#### WHAT YOU WILL DO
The answer is every record that follows, printed exactly.

Natural-language object grounding data
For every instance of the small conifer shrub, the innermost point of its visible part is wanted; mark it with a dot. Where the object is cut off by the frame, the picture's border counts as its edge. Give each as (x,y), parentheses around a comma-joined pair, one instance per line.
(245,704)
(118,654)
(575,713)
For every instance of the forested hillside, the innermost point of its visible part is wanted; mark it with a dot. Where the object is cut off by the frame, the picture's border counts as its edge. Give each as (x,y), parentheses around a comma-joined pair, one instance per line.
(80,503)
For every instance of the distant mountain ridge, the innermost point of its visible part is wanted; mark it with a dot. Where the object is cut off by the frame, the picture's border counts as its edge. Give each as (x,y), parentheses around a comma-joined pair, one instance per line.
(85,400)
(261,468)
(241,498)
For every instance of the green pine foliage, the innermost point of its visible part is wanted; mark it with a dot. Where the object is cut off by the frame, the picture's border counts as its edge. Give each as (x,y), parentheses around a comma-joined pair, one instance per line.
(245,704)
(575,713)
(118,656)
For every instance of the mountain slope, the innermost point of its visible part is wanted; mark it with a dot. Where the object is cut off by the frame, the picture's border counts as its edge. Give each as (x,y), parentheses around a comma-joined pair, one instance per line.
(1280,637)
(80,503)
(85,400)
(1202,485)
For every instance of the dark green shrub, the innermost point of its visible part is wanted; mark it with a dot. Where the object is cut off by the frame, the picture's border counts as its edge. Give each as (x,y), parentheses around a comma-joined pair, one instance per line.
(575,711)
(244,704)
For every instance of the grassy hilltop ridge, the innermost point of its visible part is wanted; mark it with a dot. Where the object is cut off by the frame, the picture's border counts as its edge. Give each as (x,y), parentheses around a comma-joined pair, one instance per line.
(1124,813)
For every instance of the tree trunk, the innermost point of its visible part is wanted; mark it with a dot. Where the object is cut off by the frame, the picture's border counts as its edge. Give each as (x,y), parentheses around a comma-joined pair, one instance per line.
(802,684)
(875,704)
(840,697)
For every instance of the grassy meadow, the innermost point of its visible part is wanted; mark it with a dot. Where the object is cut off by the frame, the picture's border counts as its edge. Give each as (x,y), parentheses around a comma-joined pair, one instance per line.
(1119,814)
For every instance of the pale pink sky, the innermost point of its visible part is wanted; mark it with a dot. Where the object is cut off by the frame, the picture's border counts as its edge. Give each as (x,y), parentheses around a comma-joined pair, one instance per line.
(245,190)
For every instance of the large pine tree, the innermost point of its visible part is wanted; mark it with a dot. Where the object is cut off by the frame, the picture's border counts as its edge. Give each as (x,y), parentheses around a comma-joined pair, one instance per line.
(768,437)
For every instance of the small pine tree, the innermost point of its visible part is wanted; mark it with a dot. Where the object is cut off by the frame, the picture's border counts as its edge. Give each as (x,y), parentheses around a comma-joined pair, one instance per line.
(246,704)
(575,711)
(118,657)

#### RESULT
For every instance of the small conifer shrub, the innermost point of its visible part is wanted; mark it with a dot. Where the object is cut off by the frame, the picture's border counts as its edge. Give each as (x,y), parentheses around a comma-joined pair, one instance per line.
(245,704)
(118,654)
(575,713)
For every instance of the forested hillside, the innermost point of its visible part is wanted; mark it with a dot. Where the object is cut off by the frame, the picture's border counts as its edge. Give each as (x,y), parentheses around a comma-joined pair, one instance per line.
(80,503)
For every instance of the distant mountain ridge, the innermost point of its visible part is wanted; mark it with a dot. Where the object is cut off by the frame, the picture's border counts as its edge. Give each as (x,y), parentheses around a comma-joined pair, one instance per line.
(85,400)
(261,468)
(241,498)
For every instance of the green pine foliage, the innermost point of its visible part is wanted; mark it with a dot. Where the object is cut off by the frame, the picture's border counts as its edge. Give each as (x,y), parentheses around a comma-joined pair, one instance per line.
(245,704)
(575,713)
(118,656)
For every instance of the mountain slope, the innermost point of its visible part is wanted; mark it with a dot. Where the object is cut off by the frame, the picture's border counts as its edge. Give each as (x,y), parentheses around a comma-joined pair, one instance per line.
(1280,637)
(80,503)
(85,400)
(1202,485)
For every instance of the dark green shrub, the innermost point of its visible part is wanted; mark it with a dot. Where the object is cut off by the frame, the picture's border counts as its edge. Give each as (x,y), parentheses around a comma-joined pair, one instance per line.
(575,711)
(244,704)
For every instance of the grassy hilltop ridge, the innermost point of its visible part is wanted; mark it with a dot. Where the object is cut off by the frame, the picture's border counts as its edge. Give each as (x,y), parentheses around a comma-joined pair, one instance per line.
(1124,813)
For every instance of the tree trunk, the innermost point of its visible part is wanted; mark it with a dot. Where the object is cut off by the frame, the picture's border counts as its edge. Give each as (x,y), parentheses around a comma-joined pair, one instance per line.
(802,684)
(875,704)
(840,697)
For every instance of the grassy meadow, the innermost point of its visible part is wanted; mark it with a dot. Where the object is cut off by the frame, the picture's border counts as its edge. Give each as (x,y), parentheses around a comma-joined pair, one instance per line.
(1119,814)
For every instance of the pale pink sky, the innermost point of its visible part is wanted; mark it with a dot. Where the object is cut off by the frame, the picture's border counts as its edge. Give each as (x,y), parentheses around a comma-joined pair, one instance per line.
(245,190)
For every instance of the large pine tree, the innermost point of its visible part is wanted; mark it with a dot. Where the object is cut off by the frame, the picture's border counts as its edge. Give each as (x,y), parentheses around a comma-joined pair, one instance per line.
(768,437)
For every instance of the small pine tree, the innermost point of its visible part is wanted; mark it with a dot. Where the object is cut off by the frame, the picture's border counts as its edge. Give each as (x,y), parentheses around a comma-joined pair, one instance per line.
(246,704)
(575,711)
(118,657)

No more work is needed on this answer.